START EXCERPT TO READ

It is easier for a business owner who conducts primarily cash transactions in Maryland to obtain a permit to wear and carry a gun, than a woman who fears she may be attacked by an ex-lover.
"I am afraid for my life and safety due to being stalked, assaulted, threatened, and harassed," reads an excerpt from a denied application to obtain a concealed carry permit in Maryland. "I have filed charged against [redacted] for assault and threats. He is continuing to threat [sic] me and he is continuing to harm me by trying to kick in my door to enter my apartment."
"He has verbally threaten [sic] me and he has verbally told others he is going to kill me. He has violated the PEACE ORDER and is still stalking and threatening me, the hand-written "reason for a handgun permit" continues. "I am also afraid for my 9 [year] old daughter's safety. I am requesting approval for a permit in order to protect myself and daughter because [name redacted] is out to assault and kill me.
The applicant noted that she included court documents as evidence of the subject's "rage."
"[Name redacted]'s rage and anger is very unpredictable due to he has tried to bust through my door with a crutch and he has tried to enter through my balcony door to kill me. He has also threatened to [word missing] my daughter [name redacted] and my husband [name redacted]. It is urgent that I am able to … "
The reason likely concluded on a separate page of the application.
The relationship between the woman and the man she is described in her application is unclear. But for former Baltimore police officer Donna Worthy it's not uncommon and in her eyes unfortunate.
"As far as women specifically, that is one of the most prevalent reasons for a woman to get it," Worthy said. "It is growing however for business owners as women and men in general. Business owners are the number one way that people are obtaining handgun permits in Maryland. … I wish I could say [being] business owners were the [main reason] women were getting them for, but unfortunately it is the threat.
"They absolutely know they're more of a target than say a big, stocky man might be," Worthy continued. "We've had a lot of women that are successful in getting the carry permit when they've had multiple threats from an ex or something like that and they have an absolute need."

END EXCERPT TO READ

** PROBLEM DESCRIPTION **
Carry on the article on Maryland carry permits, picking up right after its last sentence. The material that comes next is separate and is not part of the article on Maryland carry permits.

START DATASET CONTENT

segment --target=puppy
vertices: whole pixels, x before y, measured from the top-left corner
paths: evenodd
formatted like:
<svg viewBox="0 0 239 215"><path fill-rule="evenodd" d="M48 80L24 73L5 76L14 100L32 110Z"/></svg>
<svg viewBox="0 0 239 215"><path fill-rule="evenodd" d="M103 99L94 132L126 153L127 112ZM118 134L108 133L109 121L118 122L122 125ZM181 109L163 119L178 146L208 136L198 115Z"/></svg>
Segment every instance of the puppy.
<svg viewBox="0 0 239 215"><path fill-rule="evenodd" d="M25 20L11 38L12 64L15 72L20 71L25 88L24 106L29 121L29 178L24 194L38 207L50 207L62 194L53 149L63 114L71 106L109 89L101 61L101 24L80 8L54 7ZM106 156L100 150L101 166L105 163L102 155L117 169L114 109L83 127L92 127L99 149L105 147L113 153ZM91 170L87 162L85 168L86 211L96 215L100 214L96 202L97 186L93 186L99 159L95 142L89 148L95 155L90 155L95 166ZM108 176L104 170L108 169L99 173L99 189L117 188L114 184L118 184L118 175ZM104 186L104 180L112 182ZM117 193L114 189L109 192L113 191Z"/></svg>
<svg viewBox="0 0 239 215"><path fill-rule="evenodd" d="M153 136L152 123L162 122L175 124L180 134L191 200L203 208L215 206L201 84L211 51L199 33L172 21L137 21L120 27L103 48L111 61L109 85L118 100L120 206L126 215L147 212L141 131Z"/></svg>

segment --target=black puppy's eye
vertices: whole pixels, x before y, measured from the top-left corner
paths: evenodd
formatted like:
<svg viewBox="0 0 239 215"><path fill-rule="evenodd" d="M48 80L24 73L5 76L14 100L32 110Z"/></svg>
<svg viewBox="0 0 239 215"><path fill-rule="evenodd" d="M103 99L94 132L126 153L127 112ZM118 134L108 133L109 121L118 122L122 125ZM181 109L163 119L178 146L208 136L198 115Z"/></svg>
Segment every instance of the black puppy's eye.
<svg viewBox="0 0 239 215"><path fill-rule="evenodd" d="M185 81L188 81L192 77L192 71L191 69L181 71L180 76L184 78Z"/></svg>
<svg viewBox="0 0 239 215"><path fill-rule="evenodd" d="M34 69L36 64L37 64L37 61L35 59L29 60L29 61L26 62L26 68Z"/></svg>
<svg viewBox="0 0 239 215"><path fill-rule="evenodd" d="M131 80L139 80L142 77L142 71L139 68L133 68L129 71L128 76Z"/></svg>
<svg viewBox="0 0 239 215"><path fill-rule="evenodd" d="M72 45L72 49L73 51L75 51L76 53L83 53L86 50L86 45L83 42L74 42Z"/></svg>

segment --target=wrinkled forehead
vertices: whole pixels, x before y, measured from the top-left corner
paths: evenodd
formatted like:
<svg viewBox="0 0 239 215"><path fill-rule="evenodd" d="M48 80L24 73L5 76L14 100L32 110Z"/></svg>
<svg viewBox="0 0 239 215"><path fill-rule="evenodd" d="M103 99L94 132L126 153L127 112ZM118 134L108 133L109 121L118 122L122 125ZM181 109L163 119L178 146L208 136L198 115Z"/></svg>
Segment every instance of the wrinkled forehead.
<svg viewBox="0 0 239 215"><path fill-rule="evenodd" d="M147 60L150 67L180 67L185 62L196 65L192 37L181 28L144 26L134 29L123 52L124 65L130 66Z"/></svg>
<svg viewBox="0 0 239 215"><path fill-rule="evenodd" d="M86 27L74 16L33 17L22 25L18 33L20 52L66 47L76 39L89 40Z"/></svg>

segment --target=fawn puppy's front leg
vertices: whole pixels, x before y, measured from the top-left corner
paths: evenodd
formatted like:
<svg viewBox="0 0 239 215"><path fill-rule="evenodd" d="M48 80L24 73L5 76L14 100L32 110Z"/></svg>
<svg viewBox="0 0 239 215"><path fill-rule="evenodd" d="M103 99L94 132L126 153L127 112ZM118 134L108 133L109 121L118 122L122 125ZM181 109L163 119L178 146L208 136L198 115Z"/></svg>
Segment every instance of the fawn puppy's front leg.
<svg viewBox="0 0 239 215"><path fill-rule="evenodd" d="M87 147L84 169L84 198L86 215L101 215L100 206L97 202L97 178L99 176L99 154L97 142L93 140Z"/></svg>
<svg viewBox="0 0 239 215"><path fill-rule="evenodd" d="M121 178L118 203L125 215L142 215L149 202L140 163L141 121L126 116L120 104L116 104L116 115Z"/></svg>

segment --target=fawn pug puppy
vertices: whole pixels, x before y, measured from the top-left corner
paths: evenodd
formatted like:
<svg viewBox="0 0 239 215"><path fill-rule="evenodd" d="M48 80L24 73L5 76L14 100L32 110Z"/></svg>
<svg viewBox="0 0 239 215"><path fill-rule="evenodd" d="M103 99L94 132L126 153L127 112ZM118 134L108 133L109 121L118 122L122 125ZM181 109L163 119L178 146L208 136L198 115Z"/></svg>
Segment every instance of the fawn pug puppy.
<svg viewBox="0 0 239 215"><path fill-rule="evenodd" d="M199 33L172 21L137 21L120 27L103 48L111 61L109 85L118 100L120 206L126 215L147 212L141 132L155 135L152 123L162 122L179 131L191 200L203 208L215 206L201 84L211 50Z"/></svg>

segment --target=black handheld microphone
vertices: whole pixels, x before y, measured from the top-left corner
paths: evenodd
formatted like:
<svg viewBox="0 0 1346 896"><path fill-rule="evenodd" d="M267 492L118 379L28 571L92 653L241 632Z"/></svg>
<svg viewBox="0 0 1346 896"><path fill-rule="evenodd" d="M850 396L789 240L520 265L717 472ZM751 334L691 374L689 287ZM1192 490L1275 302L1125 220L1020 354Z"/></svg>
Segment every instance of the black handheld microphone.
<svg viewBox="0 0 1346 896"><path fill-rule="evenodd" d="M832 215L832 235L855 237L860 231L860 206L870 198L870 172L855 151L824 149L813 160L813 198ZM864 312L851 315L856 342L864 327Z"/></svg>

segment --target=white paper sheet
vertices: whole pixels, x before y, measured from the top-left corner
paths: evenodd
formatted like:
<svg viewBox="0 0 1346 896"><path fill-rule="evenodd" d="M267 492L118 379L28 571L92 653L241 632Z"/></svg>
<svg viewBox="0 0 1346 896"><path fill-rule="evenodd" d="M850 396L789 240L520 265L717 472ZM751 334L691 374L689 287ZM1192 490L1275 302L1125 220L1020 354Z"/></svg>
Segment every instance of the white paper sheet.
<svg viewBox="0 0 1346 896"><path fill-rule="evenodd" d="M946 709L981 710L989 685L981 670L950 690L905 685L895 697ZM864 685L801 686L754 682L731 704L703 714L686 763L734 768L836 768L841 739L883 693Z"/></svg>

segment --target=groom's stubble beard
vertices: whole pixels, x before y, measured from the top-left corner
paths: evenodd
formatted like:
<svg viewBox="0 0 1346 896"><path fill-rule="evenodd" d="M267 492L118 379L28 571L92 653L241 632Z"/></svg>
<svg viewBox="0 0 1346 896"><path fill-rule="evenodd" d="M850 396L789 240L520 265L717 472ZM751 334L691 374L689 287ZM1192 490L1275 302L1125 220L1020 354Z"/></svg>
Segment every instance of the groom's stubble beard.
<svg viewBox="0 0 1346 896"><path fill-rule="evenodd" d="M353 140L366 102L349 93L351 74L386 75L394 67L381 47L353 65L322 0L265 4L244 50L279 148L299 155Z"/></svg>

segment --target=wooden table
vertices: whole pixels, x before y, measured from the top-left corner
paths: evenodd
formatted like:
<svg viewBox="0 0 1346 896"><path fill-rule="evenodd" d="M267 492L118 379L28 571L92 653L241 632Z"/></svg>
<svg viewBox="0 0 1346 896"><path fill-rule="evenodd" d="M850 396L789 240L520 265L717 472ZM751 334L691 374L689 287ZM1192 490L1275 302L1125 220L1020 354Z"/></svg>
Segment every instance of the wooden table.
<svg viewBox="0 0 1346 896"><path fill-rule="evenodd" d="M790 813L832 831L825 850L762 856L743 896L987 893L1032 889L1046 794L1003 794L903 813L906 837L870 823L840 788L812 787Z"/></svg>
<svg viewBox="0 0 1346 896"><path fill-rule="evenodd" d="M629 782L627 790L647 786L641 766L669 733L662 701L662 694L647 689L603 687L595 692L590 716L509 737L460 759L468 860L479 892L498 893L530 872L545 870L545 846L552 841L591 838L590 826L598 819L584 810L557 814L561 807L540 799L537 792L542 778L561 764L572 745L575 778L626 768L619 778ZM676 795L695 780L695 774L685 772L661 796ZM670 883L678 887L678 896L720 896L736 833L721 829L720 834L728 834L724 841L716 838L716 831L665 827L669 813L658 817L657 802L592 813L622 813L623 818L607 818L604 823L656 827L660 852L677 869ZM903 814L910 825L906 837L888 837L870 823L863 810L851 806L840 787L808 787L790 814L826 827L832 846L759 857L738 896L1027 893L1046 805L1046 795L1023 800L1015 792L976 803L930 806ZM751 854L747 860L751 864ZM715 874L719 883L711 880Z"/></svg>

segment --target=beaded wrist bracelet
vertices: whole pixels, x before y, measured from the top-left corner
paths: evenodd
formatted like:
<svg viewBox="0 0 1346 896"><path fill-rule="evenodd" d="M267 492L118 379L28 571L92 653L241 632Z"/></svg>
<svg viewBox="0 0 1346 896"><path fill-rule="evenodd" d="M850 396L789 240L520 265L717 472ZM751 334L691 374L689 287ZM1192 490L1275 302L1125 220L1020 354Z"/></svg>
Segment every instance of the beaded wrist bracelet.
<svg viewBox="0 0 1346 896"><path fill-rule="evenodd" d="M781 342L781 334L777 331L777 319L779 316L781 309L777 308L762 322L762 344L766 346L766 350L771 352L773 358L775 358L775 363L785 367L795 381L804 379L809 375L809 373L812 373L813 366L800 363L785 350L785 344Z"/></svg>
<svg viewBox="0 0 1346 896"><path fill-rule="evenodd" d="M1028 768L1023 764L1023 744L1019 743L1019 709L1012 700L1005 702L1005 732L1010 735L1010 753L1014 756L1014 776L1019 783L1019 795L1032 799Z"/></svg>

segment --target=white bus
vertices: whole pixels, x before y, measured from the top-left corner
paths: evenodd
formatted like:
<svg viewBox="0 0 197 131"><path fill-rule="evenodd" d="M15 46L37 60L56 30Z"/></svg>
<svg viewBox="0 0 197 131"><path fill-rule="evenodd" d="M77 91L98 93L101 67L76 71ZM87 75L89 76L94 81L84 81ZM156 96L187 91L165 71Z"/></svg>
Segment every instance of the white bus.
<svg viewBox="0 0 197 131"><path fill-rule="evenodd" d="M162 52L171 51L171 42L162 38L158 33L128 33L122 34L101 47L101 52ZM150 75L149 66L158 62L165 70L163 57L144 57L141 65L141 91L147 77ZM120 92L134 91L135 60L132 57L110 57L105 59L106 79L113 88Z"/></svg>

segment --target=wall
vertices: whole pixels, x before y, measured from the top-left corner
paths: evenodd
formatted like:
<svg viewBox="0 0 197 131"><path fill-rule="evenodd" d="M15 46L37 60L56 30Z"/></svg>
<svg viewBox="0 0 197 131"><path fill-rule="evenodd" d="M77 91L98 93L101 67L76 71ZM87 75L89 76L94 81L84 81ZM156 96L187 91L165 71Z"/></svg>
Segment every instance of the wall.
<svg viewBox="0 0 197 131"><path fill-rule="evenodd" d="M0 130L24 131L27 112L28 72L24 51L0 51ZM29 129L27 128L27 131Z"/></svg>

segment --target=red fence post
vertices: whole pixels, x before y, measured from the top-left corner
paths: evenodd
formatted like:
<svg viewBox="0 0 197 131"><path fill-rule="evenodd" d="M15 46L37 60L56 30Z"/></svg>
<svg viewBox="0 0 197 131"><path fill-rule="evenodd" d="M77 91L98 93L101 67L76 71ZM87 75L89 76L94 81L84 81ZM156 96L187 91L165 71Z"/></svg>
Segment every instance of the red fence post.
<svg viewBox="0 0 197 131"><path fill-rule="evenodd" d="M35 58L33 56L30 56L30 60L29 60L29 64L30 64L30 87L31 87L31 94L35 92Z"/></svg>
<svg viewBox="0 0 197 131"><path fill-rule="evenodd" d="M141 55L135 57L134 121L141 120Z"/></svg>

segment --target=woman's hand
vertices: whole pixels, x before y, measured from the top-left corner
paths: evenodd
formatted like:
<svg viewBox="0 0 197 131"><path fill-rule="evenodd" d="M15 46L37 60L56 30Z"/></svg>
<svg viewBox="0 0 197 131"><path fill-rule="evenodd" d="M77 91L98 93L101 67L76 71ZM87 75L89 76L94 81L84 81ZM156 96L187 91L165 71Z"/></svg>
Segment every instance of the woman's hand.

END DATASET CONTENT

** REPLY TO THE EXERCISE **
Worthy is a retired Baltimore City police officer. She suffered a career-ending injury in 2005 while monitoring a prison at a Baltimore hospital. She said the prison "went crazy" from drugs and wound up throwing an "entire hospital bed" at her, "ripping" her shoulder apart.
A year later, Worthy opened Worth-A-Shot Firearms in Millersville, Maryland. She is a National Rifle Association-certified instruction and is licensed to conceal and carry firearms with both permits from Utah and Maryland. As a female business owner, Worthy checks all of the boxes.
Her decision to open the then-training-only-facilities was motivated by a lack of female firearms instructors. She started out doing house calls teaching gun safety.
"Women really feel comfortable with a woman instructor," Worthy said. "Women want to feel at ease when they come in a gun store. They don't want the drill sergeant type of atmosphere."
Worthy said more women recently have begun signing up for the Handgun Qualification License in Maryland, not to be confused with a conceal and carry permit. To own a handgun in Maryland, applicants must complete a four-hour training class that includes the legal aspects of Maryland's strict gun laws that took effect Oct. 1, 2013. The course also goes over safe handling, basic shooting, maintenance and safety in the home.
"They're a little scared of guns when the first come in; not all women. … Frankly, some women just need to build up their strength and stamina," Worthy said. "We're there for them from start to finish. By the time they're are finished with the training the feel more confident. It's empower for women."